▸ **Tasks**
- a) In the passage on file systems, what does a file descriptor uniquely identify?
- b) Extend the passage on file systems with a few more sentences that pick up after its last line, the one about symbolic links.
## begin Source passage
File systems - BIN'S BLOG

Basic

A filesystem is the methods and data structures that an operating system uses to keep track of files on a disk or partition; that is, the way the files are organized on the disk.

File content stored in blocks on storage device
Files are organized into directories (folders)

Detail about file

File descriptor

A file descriptor is a number that uniquely identifies an open file in a computer’s operating system. It describes a data resource, and how that resource may be accessed.
简单的说，根据Linux一切皆文件的概念来看，当进程打开或者创建文件的时候，内核会向进程返回一个数字，这个数字就是文件描述符，所有执行I/O操作的系统调用都通过文件描述符来进行。

Hard link and symbolic link/soft link

A hard link is essentially a synced carbon copy of a file that refers directly to the inode of a file. Symbolic links on the other hand refer directly to the file which refers to the inode, a shortcut.
## end Source passage
## begin Entries supplied
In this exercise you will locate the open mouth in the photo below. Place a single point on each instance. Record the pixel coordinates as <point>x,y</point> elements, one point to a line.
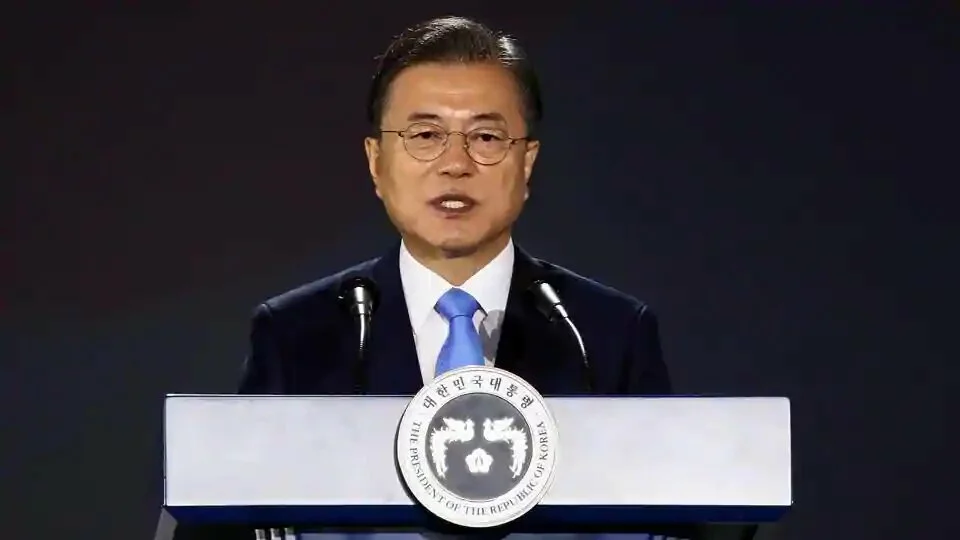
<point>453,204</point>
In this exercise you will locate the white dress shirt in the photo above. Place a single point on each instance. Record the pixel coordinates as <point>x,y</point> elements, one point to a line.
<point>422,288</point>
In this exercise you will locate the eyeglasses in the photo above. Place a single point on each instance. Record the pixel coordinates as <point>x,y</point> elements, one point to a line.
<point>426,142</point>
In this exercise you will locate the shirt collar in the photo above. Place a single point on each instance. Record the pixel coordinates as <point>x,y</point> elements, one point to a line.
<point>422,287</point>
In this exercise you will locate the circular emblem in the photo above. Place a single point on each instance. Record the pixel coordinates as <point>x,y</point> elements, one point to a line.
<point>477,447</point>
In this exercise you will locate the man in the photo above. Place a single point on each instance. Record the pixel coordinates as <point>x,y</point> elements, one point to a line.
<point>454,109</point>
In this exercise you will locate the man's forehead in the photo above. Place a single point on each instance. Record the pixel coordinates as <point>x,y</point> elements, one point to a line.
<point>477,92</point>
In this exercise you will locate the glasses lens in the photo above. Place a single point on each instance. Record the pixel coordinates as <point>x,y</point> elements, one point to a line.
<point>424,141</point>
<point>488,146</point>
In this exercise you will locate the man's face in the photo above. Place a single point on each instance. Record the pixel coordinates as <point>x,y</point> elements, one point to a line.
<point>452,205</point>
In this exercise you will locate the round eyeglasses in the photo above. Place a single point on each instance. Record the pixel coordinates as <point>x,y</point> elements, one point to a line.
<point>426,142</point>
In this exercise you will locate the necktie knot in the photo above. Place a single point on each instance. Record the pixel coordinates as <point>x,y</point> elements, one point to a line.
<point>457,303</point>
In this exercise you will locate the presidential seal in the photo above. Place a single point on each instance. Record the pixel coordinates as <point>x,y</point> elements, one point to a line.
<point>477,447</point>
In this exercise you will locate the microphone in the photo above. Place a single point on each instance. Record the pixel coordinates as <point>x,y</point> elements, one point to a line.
## end Entries supplied
## begin Entries supplied
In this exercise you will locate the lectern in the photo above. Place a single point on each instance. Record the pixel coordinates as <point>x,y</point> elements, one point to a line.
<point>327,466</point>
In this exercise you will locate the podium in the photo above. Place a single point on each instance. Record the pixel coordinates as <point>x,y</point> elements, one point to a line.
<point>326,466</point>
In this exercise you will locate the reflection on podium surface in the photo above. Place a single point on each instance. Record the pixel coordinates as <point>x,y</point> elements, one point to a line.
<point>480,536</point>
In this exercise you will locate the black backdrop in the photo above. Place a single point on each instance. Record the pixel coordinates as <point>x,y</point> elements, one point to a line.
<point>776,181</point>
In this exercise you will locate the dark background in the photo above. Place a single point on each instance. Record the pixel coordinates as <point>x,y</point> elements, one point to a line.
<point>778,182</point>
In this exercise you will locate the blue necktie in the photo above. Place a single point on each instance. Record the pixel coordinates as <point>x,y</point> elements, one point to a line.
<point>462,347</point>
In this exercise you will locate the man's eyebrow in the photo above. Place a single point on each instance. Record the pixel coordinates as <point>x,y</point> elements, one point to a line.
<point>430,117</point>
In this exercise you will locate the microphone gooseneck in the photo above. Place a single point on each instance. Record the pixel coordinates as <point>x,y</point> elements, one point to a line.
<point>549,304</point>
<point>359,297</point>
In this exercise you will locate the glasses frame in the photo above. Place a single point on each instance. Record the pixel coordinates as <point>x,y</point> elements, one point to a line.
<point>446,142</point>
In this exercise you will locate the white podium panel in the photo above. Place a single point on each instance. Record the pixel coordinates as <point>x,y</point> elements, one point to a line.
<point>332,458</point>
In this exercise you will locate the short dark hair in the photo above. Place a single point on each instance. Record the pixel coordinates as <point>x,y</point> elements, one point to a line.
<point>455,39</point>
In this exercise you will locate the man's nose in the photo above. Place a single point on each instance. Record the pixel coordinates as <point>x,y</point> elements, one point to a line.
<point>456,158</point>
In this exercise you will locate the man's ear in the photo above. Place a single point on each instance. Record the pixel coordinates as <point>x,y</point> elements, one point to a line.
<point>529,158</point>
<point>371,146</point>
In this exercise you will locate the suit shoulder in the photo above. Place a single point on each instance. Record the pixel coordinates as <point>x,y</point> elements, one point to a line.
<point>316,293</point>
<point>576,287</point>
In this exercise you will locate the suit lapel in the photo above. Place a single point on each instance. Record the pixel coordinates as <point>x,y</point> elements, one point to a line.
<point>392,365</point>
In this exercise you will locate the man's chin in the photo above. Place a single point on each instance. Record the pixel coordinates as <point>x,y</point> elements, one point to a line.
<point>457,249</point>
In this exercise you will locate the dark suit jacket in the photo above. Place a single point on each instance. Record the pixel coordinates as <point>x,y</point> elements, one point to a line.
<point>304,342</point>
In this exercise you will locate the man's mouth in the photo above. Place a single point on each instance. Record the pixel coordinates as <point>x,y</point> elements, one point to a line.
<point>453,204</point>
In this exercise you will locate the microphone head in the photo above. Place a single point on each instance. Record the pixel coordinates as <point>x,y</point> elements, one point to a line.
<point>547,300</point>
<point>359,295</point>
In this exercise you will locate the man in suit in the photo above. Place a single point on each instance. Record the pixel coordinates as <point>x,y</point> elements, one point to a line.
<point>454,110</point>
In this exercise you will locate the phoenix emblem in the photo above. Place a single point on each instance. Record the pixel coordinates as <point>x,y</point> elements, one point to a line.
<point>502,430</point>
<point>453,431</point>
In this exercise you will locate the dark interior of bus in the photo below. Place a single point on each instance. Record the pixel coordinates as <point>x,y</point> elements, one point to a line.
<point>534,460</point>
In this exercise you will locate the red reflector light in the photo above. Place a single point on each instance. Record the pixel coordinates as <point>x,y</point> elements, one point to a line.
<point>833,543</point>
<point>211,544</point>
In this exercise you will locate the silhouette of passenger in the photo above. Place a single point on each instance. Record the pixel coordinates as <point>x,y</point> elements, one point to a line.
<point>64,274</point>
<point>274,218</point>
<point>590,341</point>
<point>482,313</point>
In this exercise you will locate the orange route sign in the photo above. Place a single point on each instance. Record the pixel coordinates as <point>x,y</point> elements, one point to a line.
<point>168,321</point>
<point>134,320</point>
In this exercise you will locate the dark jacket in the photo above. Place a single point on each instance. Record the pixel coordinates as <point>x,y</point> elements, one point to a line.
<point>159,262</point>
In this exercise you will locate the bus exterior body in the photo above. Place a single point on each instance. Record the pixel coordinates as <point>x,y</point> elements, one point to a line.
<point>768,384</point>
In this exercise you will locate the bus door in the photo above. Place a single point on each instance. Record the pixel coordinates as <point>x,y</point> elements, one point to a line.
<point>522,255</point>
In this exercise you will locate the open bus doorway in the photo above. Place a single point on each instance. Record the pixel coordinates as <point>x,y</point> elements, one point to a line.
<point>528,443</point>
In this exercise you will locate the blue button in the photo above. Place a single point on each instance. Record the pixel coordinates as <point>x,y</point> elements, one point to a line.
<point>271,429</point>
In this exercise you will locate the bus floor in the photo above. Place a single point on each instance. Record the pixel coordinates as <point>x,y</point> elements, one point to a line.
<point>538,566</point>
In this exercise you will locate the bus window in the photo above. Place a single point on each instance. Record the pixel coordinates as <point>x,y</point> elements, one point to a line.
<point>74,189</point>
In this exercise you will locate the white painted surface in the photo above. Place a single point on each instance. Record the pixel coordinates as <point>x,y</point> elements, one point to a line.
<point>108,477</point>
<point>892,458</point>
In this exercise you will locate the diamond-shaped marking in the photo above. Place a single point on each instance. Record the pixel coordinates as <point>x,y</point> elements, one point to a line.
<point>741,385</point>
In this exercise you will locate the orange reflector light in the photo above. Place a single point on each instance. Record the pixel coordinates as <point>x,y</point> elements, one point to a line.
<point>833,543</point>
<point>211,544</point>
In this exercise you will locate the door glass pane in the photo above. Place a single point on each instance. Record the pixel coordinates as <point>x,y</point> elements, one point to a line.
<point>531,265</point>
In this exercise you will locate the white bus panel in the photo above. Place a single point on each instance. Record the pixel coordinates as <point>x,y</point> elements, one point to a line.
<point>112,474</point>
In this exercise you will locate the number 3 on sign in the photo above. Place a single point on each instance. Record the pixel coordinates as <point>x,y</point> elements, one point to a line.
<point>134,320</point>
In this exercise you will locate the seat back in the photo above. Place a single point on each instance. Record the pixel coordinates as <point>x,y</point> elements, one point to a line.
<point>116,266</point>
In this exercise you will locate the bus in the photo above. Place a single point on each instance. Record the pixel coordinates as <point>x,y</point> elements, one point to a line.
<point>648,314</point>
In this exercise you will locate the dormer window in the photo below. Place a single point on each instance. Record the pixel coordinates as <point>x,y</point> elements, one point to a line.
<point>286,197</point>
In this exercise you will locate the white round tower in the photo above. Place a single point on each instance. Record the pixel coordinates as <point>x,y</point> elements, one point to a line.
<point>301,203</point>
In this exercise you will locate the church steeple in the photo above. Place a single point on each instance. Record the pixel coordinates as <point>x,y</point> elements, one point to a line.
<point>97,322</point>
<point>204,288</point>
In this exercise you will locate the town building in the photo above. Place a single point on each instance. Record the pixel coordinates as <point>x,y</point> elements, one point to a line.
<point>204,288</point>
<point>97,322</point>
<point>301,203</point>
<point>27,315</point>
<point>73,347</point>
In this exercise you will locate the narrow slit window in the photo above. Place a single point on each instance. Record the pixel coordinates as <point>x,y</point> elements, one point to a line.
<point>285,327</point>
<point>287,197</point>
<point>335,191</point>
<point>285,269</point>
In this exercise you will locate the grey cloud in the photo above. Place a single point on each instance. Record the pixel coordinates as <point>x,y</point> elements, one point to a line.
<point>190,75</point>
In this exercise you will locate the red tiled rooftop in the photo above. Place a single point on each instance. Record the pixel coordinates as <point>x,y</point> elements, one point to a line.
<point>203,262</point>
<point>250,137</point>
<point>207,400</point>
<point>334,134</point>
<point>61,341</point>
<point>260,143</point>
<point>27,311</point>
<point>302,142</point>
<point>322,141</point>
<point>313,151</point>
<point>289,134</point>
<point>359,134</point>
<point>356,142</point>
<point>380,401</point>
## end Entries supplied
▸ **Written responses**
- a) An open file in a computer's operating system.

- b)
1
2
3

$ ln a.txt b.txt    # 创建硬链接 - 副本
$ ln -s a.txt c.txt # 创建软链接 - 替身（快捷方式）
$ unlink c.txt      # 取消链接

File permission mode

3种模式 r:read w:write x:execute
3种身份: user group others
3*3 = 27 种访问权限
rw-r–r– => 110 (owner permission) 100 (group) 100 (others)
可以使用chomod 来进行权限的修改

Inode

The inode (index node) is a data structure in a Unix-style file system that describes a file-system object such as a file or a directory. 更多inode细节

Stores metadata/attributes about the file ( use stat file to check the metadata )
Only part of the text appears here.